#### EXERCISE TEXT ####

Philippines rolls out historic dengue vaccine programme

One million Filipino schoolchildren to be given the world’s first dengue vaccine

Daniel Besant
April 7, 2016
Philippines rolls out historic dengue vaccine programme
Filipino health secretary Janette Garin (right) administers an anti-dengue vaccine at a school in the flood prone city of Marikina City, east of Manila on Monday. EPA/Francis R. Malasaig

The Philippines became a global frontrunner in the fight against dengue fever this week as it rolled out the world’s first vaccination programme for the viral disease, giving hope that one of the leading causes of serious illness and death among children in some Asian countries can be curbed.

On Monday, Philippine health authorities began the first vaccinations of 600 children at a state school in Marikina city, near Manila, in a programme that will involve one million students from 6,000 public schools this year in three dengue-endemic regions of the country. The producers of the vaccine believe it can reduce the number of dengue cases in the Philippines by 24% in the next five years.

####

> _TASK LIST_
1. Print the passage of the dengue vaccine article from "The Philippines became" to "next five years.".
2. List every person named in the dengue vaccine article.

#### INFORMATION SUPPLIED ####

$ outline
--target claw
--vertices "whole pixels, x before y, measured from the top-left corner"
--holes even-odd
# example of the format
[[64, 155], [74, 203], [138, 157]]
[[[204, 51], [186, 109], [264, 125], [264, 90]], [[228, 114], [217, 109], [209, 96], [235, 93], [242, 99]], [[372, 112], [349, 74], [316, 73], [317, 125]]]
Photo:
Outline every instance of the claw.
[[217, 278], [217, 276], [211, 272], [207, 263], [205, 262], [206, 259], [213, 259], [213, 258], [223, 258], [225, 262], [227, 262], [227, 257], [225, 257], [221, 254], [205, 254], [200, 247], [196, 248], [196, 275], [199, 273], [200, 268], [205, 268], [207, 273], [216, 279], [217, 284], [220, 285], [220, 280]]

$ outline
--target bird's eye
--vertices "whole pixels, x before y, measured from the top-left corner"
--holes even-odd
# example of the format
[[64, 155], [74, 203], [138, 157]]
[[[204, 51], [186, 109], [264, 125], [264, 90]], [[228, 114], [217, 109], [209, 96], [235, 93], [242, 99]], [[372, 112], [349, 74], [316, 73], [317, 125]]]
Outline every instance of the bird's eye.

####

> _RESULTS_
1.
The Philippines became a global frontrunner in the fight against dengue fever this week as it rolled out the world’s first vaccination programme for the viral disease, giving hope that one of the leading causes of serious illness and death among children in some Asian countries can be curbed.

On Monday, Philippine health authorities began the first vaccinations of 600 children at a state school in Marikina city, near Manila, in a programme that will involve one million students from 6,000 public schools this year in three dengue-endemic regions of the country. The producers of the vaccine believe it can reduce the number of dengue cases in the Philippines by 24% in the next five years.

2.
Daniel Besant
Janette Garin
Francis R. Malasaig